## Task to carry out
Could you state how many lines of the material hold "instance"? Include nothing beyond the number.

## Data to examine
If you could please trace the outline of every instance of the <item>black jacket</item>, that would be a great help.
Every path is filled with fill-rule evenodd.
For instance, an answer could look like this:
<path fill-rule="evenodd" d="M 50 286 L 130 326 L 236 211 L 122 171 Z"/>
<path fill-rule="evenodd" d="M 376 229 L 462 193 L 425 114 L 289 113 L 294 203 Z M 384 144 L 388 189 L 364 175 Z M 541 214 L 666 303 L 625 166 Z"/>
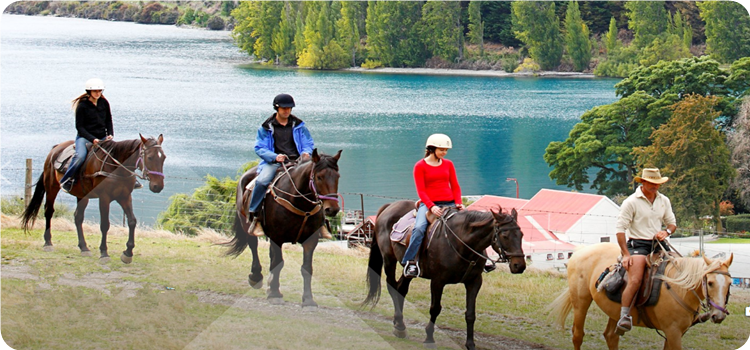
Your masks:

## Answer
2